▶ _GIVEN TASK_
Every entry needs to be reproduced exactly.

====== RECORD SET

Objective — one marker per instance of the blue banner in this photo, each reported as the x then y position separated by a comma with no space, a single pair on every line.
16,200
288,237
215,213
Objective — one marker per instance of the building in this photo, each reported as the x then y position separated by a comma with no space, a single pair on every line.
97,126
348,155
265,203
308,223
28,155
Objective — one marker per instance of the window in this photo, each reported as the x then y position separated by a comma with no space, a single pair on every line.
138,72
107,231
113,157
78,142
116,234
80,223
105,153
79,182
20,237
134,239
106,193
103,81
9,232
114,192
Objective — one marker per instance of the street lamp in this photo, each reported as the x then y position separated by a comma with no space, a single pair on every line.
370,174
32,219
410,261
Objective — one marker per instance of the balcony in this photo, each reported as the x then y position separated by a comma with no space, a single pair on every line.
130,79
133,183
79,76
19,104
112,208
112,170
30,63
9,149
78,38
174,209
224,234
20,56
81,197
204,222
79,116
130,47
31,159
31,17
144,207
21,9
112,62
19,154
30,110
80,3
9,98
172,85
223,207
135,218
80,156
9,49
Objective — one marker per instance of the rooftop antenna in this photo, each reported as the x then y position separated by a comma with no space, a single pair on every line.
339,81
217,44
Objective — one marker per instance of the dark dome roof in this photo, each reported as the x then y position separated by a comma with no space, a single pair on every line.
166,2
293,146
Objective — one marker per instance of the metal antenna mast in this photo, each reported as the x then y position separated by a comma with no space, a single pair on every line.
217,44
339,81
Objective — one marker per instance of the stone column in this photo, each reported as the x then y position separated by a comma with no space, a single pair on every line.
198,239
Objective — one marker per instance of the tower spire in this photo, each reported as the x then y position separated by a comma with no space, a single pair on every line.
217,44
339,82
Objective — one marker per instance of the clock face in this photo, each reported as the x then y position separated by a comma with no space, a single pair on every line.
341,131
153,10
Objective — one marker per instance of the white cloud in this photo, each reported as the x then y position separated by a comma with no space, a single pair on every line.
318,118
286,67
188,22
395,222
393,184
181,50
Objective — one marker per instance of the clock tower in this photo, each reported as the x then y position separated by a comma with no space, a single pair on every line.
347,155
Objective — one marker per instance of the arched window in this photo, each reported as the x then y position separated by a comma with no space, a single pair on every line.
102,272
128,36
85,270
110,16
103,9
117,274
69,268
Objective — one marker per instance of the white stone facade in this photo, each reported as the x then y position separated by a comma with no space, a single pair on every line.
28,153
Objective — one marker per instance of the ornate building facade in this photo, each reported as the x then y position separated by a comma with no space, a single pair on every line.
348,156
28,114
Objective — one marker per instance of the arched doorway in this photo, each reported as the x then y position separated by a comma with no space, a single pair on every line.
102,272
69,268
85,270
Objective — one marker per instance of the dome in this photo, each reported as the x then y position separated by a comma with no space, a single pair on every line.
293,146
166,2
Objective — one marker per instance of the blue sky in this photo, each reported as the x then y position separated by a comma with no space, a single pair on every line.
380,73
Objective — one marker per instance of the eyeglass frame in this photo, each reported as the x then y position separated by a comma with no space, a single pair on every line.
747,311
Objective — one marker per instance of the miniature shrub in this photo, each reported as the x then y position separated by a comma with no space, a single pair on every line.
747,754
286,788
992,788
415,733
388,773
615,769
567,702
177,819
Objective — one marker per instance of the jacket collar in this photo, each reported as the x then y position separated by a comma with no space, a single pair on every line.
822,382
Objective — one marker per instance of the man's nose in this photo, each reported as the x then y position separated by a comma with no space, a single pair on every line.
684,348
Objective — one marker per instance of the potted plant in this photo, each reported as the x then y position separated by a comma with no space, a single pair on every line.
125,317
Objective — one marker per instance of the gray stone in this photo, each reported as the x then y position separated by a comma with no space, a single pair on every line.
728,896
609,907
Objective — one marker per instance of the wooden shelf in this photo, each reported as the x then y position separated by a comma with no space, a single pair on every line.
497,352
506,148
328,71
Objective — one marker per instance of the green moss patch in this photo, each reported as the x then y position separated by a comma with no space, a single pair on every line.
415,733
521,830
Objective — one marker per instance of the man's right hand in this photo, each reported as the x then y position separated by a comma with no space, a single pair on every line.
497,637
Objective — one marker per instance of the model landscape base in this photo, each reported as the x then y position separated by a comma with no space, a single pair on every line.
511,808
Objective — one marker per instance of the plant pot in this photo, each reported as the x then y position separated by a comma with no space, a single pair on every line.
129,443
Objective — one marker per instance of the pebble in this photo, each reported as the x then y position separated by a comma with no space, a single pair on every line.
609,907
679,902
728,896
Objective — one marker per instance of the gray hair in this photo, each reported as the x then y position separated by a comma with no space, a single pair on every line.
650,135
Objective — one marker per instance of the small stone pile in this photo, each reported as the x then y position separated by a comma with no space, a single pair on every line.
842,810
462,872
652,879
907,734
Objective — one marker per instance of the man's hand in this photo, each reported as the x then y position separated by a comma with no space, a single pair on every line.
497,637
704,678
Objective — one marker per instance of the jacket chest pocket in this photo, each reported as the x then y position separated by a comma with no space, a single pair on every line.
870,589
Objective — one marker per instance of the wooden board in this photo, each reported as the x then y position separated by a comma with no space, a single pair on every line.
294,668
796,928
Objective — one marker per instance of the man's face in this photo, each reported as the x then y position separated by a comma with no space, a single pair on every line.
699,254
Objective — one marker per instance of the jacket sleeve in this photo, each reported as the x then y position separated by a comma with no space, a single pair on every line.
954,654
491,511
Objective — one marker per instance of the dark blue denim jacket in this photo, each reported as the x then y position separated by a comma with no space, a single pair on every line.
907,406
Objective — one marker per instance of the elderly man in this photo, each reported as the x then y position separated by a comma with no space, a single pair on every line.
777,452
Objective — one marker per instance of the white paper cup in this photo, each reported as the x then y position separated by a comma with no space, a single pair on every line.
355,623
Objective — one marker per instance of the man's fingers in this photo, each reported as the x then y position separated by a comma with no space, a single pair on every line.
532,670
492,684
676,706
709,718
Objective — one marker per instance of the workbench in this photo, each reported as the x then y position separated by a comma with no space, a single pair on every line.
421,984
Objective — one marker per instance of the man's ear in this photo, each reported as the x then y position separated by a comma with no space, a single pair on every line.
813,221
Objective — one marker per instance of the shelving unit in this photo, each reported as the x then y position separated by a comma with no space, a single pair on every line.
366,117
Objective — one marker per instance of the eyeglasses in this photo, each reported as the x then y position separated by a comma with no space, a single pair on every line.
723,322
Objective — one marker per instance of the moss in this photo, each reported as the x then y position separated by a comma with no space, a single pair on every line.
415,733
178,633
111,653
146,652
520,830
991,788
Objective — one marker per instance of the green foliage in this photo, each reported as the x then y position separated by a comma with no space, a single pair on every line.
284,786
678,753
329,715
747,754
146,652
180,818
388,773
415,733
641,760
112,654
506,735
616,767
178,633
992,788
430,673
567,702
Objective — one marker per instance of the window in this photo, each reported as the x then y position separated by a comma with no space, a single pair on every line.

============

▶ _THE REPLY_
Objective — one marker per instance of the blue banner in this photo, each reported as the x then y position separated by a comma with no space, a single pair on every line.
16,200
288,237
215,213
Objective — one marker per instance of the building in this photo, each reported as the x then y position separated by a comma with no space, a single pair on every line.
97,126
348,155
265,203
308,223
28,155
Objective — one marker per instance of the window in this photo, each reported as the x then y position separated by a comma with no space, a single pair on every line.
138,72
107,231
113,157
78,142
116,234
80,223
105,153
79,182
20,237
134,239
106,193
103,81
9,232
114,192
Objective — one marker per instance of the street lamp in this photo, each reported as the x then y position separated by a comma with no space, a single pair on every line.
370,174
32,219
410,261
Objective — one marker per instance of the balcony in this photo, each reported as the x then y position separated by a comma with no space, a single pair on every line.
130,79
133,183
79,76
19,104
112,208
112,170
30,63
9,149
78,38
174,209
224,234
20,56
81,197
204,222
79,116
130,47
31,159
31,17
144,207
21,9
112,62
19,154
30,110
80,3
9,98
172,85
223,207
135,218
80,156
9,49
Objective — one marker per instance of the rooftop antenna in this photo, each reported as the x then y position separated by a comma with no space, a single pair on every line.
339,81
217,44
Objective — one marker per instance of the dark dome roof in this photo, each reported as the x then y position separated by a comma with no space, a single pair on every line.
166,2
293,146
Objective — one marker per instance of the metal antenna mast in this photo, each reported as the x then y position separated by a comma with no space, a single pair on every line.
217,44
339,81
Objective — one marker per instance of the stone column in this photo, each reported as the x then y position separated by a comma with no space, a single pair on every line.
198,239
Objective — one marker per instance of the tower spire in this photo, each reported as the x then y position separated by a comma with no space, a single pair on every line.
217,44
339,82
Objective — one marker per instance of the clock face in this photo, each reported as the x then y position separated by a comma with no space, a single pair on every line.
341,131
153,10
Objective — one marker per instance of the white cloud in this photo, each reported as the x then y position separated by a comma with no space, a single pair on every line.
318,118
286,67
188,22
395,222
393,184
181,50
Objective — one marker per instance of the clock tower in this photo, each reported as the x then y position separated by a comma with no space, a single pair on every line.
347,155
Objective — one marker per instance of the arched window in this photo, each reported as the x then y position separated by a comma with no space, a single pair on every line.
102,272
128,36
85,270
110,16
103,9
117,274
69,268
Objective — one marker per instance of the white stone facade in this photo, each reported as the x then y position separated by a comma with no space, a single pair on every line.
28,153
Objective — one marker per instance of the ornate building facade in this photo, each reported as the x then y position separated by a comma with no space, a single pair on every line.
348,156
28,114
Objective — one marker per instance of the arched doorway in this photo, each reported as the x then y position separated by a comma with no space, a single pair on every line.
102,272
69,268
85,270
Objective — one marker per instance of the dome in this photo, each reported as the x then y position separated by a comma with no space, a single pair on every line.
293,146
166,2
Objective — one marker per instance of the blue sky in this photo, each reported as the x then y position separated by a comma with no space, a single pair on every line.
380,73
Objective — one marker per instance of the eyeglass frame in this photo, each reported as the x then y position separated by a comma with no space, a single pair on every line.
747,311
Objective — one marker per instance of the miniature shrub in this photo, each reported as the x then y position separated by a comma with no space, a single pair on every line.
747,754
286,788
992,788
415,733
388,773
615,769
567,702
177,819
Objective — one marker per instance of the jacket collar in this photo, each reported as the x then y position separated by a comma with no space, a single pair on every line.
822,382
Objective — one marker per instance of the man's nose in this photo, each reported as the x then y position separated by a comma with no space, a single pair on every line.
684,348
Objective — one marker per instance of the potted plant in this photo, each reported as the x then y position separated by a comma with no space, a single pair on every line.
125,317
Objective — one marker per instance of the gray stone in this photo, each reported as the x then y position separated by a comma with no space, a single pair on every line.
728,896
609,907
Objective — one marker per instance of the wooden shelf in this photo, each reported as the x then y position separated by a comma with no space, a single pair on every line.
497,352
506,148
328,71
Objective — one marker per instance of the green moss patch in this photo, each reported as the x then y position separated by a comma with no space, a single pair on every line.
415,733
521,830
Objective — one marker per instance of the man's right hand in this photo, each reported as the x then y position separated by a comma with no space, a single pair on every line.
497,637
Objective — one marker per instance of the model landscape base in this photo, each reported as the x then y position separated by a comma with no space, a single pair on every line.
511,808
Objective — one marker per instance of the plant pot in this photo, each reported as the x then y position separated by a comma with no space, a single pair on every line.
129,443
Objective — one marker per instance of the pebble in this photo, each reported as the x then y position separated by a comma with no space, a single pair on every line.
609,907
679,902
728,896
Objective — one marker per instance of the gray hair in this photo, each reported as the x then y position separated by a comma with no space, a single pair on every line.
650,135
Objective — one marker per instance of the small stone pile in this photo, each reported as the x then y position separated by a comma with no space, a single pair on every line.
842,810
462,872
652,879
907,734
Objective — one marker per instance of the man's hand in this photo, each reported as the x then y position separated by a comma with no space, a single pair on every line.
497,637
704,678
Objective — one marker per instance of the jacket chest pocket in this photo, each reported as the x then y position separated by a comma with no space, a single pair on every line.
870,589
Objective — one marker per instance of the wooden board in this photo, each reported as the x then y position separated by a comma with no space, a single pair on every line.
294,668
796,928
Objective — one marker per instance of the man's face in this photo, each reported as the x then y position separated by a comma with no space, a single pair on every line.
699,254
Objective — one marker per instance of the jacket sleeve in this photo, each reported as the x then y position separated by a comma with no space, a single pair on every line.
954,654
491,511
Objective — one marker per instance of the dark blue denim jacket in this photo, each reported as the x then y position separated by a comma with no space, a single pair on every line.
907,406
Objective — one marker per instance of the elderly man in this photo, each reported as the x then y position separated by a comma with no space, a single pair on every line.
777,452
Objective — one marker per instance of the white paper cup in this photo, each reported as the x then y position separated by a comma with no space, a single pair on every line.
355,623
Objective — one marker per instance of the man's fingers in this photo, each reported as the x then y position separated by a comma with no space, a single pair on every line.
532,670
492,684
676,706
709,718
Objective — one marker per instance of the workbench in this photo, each reported as the x then y position separated by a comma with no space, a single pair on every line.
421,984
Objective — one marker per instance of the man's ear in this photo, each reported as the x then y position separated by a comma with no space, a single pair on every line.
813,221
Objective — one marker per instance of the shelving unit in this photo, each reported as the x then y position separated by a comma with no space, a single pair on every line.
366,117
Objective — one marker per instance of the eyeglasses in this photo, each reported as the x then y position separated by a comma with no space, a single pair on every line.
723,322
Objective — one marker per instance of the moss in this photo, each reported as the x then y position separated by a comma with no space, a single pair on every line.
415,733
178,633
111,653
146,652
520,830
991,788
Objective — one marker per instance of the green foliage in this photo, each reported as the x then y position separated by a comma with no space, a single pair on every line.
284,786
678,753
329,715
747,754
146,652
180,818
388,773
415,733
641,760
112,654
506,735
616,767
178,633
992,788
430,673
567,702
Objective — one marker per instance of the window in this photo, each reported as the x then y position separated by a comma with no space, a single pair on every line.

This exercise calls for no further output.